§ Tekstgedeelte
···

4.De reactie van de officier van justitie

De officier van justitie heeft verwezen naar de reactie van de rechters. De verzoeken richten zich tegen een processuele beslissing en zijn daarom ongegrond. Het is evenmin een onbegrijpelijke beslissing. Het gerechtshof Amsterdam heeft tot tweemaal toe het oordeel van de meervoudige kamer gedeeld en de rechters hebben hun beslissing gemotiveerd. Daarbij moet acht worden geslagen op eerdere motiveringen ten aanzien van de voortzetting van de voorlopige hechtenis, zoals op de pro forma zitting van 4 juli 2017.

5.De ontvankelijkheid van de verzoeken

De wrakingskamer acht de verzoeken ontvankelijk. De wrakingsverzoeken zijn onverwijld gedaan, namelijk nadat de aan de verzoeken ten grondslag gelegde feiten en omstandigheden zich hebben voorgedaan en verzoekers er kennis van hadden genomen dat de rechters ook bij de verdere behandeling van hun zaken betrokken zouden zijn. Op grond van dit laatste konden en mochten verzoekers zich op het standpunt stellen dat zij er eerder niet zeker van waren of zij belang bij hun wrakingsverzoeken zouden hebben.

···

§ Onderzochte gegevens

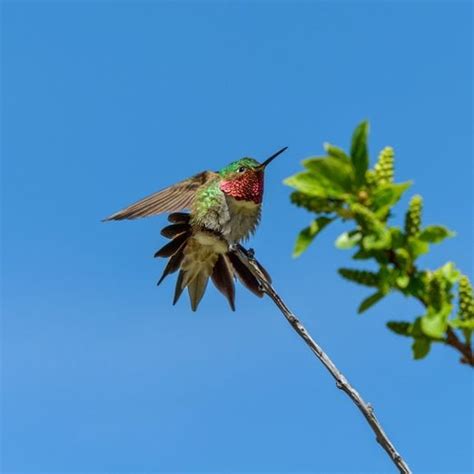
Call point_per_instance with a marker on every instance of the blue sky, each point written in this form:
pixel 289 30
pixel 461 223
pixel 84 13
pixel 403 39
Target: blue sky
pixel 105 102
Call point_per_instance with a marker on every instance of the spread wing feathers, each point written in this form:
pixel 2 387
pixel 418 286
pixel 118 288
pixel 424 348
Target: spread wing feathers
pixel 222 277
pixel 179 287
pixel 244 275
pixel 173 263
pixel 197 266
pixel 174 198
pixel 249 253
pixel 171 231
pixel 172 247
pixel 196 289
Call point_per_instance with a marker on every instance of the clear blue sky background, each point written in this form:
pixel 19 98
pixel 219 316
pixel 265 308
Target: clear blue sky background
pixel 105 102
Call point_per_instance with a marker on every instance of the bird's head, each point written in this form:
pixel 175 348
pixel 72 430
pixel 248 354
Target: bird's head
pixel 243 179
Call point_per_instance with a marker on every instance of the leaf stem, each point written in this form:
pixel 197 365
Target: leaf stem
pixel 247 258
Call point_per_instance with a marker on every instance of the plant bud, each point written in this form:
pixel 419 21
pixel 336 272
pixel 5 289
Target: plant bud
pixel 466 298
pixel 384 168
pixel 413 216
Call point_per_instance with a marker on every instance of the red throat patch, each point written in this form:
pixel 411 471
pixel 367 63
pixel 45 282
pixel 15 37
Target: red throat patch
pixel 245 187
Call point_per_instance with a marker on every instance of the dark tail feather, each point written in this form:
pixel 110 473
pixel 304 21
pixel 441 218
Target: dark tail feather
pixel 178 217
pixel 179 287
pixel 257 263
pixel 173 230
pixel 244 275
pixel 223 279
pixel 173 263
pixel 172 247
pixel 197 288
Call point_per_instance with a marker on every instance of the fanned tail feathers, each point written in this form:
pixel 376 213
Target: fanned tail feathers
pixel 199 255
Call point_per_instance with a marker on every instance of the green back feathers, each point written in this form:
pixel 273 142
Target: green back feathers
pixel 235 165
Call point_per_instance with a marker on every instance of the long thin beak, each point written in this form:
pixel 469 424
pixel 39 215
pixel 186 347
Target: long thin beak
pixel 269 160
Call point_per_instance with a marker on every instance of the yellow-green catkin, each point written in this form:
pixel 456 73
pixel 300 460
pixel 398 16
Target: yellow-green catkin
pixel 413 216
pixel 436 291
pixel 370 178
pixel 466 298
pixel 384 168
pixel 360 276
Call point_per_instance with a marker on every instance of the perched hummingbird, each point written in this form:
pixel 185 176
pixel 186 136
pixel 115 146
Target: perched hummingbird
pixel 225 210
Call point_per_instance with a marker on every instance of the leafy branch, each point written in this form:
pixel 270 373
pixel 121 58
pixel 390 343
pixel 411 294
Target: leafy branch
pixel 263 279
pixel 342 186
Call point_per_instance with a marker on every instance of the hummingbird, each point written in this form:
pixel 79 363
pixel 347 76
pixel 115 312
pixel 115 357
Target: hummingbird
pixel 225 209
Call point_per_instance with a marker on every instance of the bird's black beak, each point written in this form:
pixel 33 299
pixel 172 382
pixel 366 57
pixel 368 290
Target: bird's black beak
pixel 269 160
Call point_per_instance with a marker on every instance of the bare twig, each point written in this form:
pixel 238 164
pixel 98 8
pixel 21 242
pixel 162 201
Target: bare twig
pixel 247 257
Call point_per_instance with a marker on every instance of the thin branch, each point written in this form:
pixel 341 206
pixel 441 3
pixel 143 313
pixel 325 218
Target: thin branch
pixel 247 257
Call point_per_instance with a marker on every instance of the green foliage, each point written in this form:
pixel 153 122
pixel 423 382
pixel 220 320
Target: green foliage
pixel 307 235
pixel 342 186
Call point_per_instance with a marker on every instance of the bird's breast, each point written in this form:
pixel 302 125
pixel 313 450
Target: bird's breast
pixel 243 219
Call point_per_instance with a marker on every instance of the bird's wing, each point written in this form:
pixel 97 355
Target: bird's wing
pixel 174 198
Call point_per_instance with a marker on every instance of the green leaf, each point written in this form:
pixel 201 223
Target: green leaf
pixel 435 234
pixel 307 183
pixel 307 235
pixel 462 324
pixel 403 328
pixel 336 152
pixel 335 175
pixel 450 272
pixel 370 301
pixel 421 347
pixel 314 203
pixel 348 240
pixel 435 323
pixel 359 152
pixel 377 236
pixel 403 281
pixel 386 196
pixel 417 247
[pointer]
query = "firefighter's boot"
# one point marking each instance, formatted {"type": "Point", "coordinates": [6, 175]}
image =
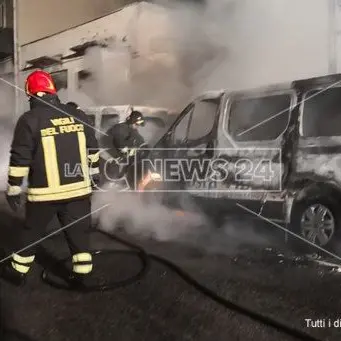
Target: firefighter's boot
{"type": "Point", "coordinates": [82, 267]}
{"type": "Point", "coordinates": [13, 276]}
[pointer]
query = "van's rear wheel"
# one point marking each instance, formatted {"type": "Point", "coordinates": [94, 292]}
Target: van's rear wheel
{"type": "Point", "coordinates": [315, 222]}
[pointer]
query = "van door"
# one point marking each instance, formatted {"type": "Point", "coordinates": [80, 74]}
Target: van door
{"type": "Point", "coordinates": [190, 143]}
{"type": "Point", "coordinates": [319, 144]}
{"type": "Point", "coordinates": [252, 132]}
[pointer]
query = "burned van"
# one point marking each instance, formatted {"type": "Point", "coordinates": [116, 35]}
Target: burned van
{"type": "Point", "coordinates": [274, 152]}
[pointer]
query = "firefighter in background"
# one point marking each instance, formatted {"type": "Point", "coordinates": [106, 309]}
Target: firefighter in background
{"type": "Point", "coordinates": [125, 136]}
{"type": "Point", "coordinates": [127, 141]}
{"type": "Point", "coordinates": [55, 147]}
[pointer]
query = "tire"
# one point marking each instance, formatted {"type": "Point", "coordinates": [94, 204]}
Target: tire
{"type": "Point", "coordinates": [315, 221]}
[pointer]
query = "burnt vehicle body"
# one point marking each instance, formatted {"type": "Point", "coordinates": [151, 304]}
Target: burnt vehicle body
{"type": "Point", "coordinates": [282, 145]}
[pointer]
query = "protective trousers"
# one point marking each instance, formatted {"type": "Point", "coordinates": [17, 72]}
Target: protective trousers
{"type": "Point", "coordinates": [74, 216]}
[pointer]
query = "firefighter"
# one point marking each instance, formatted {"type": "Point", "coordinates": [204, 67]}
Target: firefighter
{"type": "Point", "coordinates": [125, 136]}
{"type": "Point", "coordinates": [127, 141]}
{"type": "Point", "coordinates": [73, 105]}
{"type": "Point", "coordinates": [55, 147]}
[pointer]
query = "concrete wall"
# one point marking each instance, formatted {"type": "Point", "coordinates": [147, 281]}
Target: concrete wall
{"type": "Point", "coordinates": [41, 18]}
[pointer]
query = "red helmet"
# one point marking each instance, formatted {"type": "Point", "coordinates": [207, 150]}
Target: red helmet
{"type": "Point", "coordinates": [39, 81]}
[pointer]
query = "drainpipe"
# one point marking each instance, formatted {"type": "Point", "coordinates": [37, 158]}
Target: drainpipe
{"type": "Point", "coordinates": [332, 62]}
{"type": "Point", "coordinates": [16, 58]}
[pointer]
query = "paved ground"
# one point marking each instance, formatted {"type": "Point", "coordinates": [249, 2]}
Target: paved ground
{"type": "Point", "coordinates": [263, 276]}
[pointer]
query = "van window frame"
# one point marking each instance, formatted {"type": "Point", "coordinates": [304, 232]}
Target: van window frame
{"type": "Point", "coordinates": [301, 111]}
{"type": "Point", "coordinates": [188, 110]}
{"type": "Point", "coordinates": [252, 95]}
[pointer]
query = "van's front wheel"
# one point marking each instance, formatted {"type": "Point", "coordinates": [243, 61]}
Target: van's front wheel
{"type": "Point", "coordinates": [316, 222]}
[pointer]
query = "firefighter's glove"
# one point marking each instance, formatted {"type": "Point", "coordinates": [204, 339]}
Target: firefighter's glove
{"type": "Point", "coordinates": [95, 181]}
{"type": "Point", "coordinates": [128, 151]}
{"type": "Point", "coordinates": [13, 197]}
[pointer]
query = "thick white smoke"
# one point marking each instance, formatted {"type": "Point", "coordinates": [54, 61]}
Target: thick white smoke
{"type": "Point", "coordinates": [173, 54]}
{"type": "Point", "coordinates": [227, 44]}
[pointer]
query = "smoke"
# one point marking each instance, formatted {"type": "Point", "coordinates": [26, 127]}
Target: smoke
{"type": "Point", "coordinates": [144, 216]}
{"type": "Point", "coordinates": [167, 55]}
{"type": "Point", "coordinates": [171, 53]}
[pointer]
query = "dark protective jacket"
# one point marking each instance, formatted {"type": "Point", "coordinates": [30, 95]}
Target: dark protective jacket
{"type": "Point", "coordinates": [55, 146]}
{"type": "Point", "coordinates": [125, 138]}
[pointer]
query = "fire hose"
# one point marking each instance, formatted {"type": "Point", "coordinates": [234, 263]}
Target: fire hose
{"type": "Point", "coordinates": [145, 260]}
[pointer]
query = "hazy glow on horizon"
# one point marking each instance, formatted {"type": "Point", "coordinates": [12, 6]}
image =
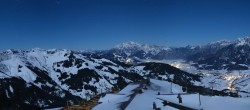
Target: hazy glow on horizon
{"type": "Point", "coordinates": [101, 24]}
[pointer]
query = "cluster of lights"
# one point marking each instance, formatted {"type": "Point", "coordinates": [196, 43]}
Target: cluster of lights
{"type": "Point", "coordinates": [230, 79]}
{"type": "Point", "coordinates": [128, 60]}
{"type": "Point", "coordinates": [177, 65]}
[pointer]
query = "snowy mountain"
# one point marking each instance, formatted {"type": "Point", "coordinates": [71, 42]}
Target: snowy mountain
{"type": "Point", "coordinates": [231, 55]}
{"type": "Point", "coordinates": [40, 78]}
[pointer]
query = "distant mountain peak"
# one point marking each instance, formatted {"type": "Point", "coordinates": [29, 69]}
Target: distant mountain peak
{"type": "Point", "coordinates": [243, 41]}
{"type": "Point", "coordinates": [130, 44]}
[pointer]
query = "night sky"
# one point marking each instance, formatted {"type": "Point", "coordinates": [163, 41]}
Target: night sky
{"type": "Point", "coordinates": [101, 24]}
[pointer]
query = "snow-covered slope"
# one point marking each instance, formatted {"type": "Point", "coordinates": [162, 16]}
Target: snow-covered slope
{"type": "Point", "coordinates": [52, 77]}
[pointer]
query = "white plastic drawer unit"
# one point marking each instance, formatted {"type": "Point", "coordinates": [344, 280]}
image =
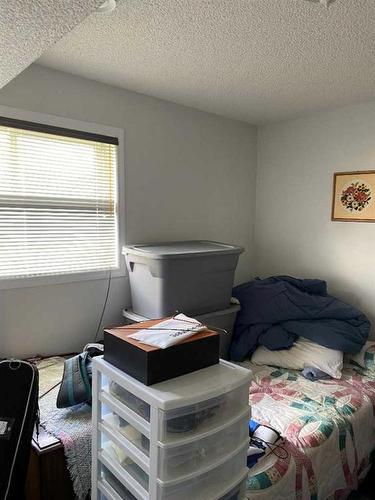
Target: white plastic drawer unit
{"type": "Point", "coordinates": [182, 439]}
{"type": "Point", "coordinates": [119, 456]}
{"type": "Point", "coordinates": [118, 424]}
{"type": "Point", "coordinates": [133, 402]}
{"type": "Point", "coordinates": [196, 419]}
{"type": "Point", "coordinates": [111, 487]}
{"type": "Point", "coordinates": [209, 485]}
{"type": "Point", "coordinates": [181, 460]}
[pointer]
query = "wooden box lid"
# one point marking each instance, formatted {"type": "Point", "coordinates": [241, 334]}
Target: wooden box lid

···

§ Opdrachten
[1] Neem uit het tekstgedeelte over de wrakingsverzoeken letterlijk de passage over, vanaf "5.De ontvankelijkheid van" tot en met "wrakingsverzoeken zouden hebben.".
[2] Welke rechterlijke instanties en kamers worden in het tekstgedeelte over de wrakingsverzoeken bij naam genoemd? Noem ze allemaal.

§ Antwoorden
[1]
5.De ontvankelijkheid van de verzoeken

De wrakingskamer acht de verzoeken ontvankelijk. De wrakingsverzoeken zijn onverwijld gedaan, namelijk nadat de aan de verzoeken ten grondslag gelegde feiten en omstandigheden zich hebben voorgedaan en verzoekers er kennis van hadden genomen dat de rechters ook bij de verdere behandeling van hun zaken betrokken zouden zijn. Op grond van dit laatste konden en mochten verzoekers zich op het standpunt stellen dat zij er eerder niet zeker van waren of zij belang bij hun wrakingsverzoeken zouden hebben.

[2]
- Het gerechtshof Amsterdam
- De meervoudige kamer
- De wrakingskamer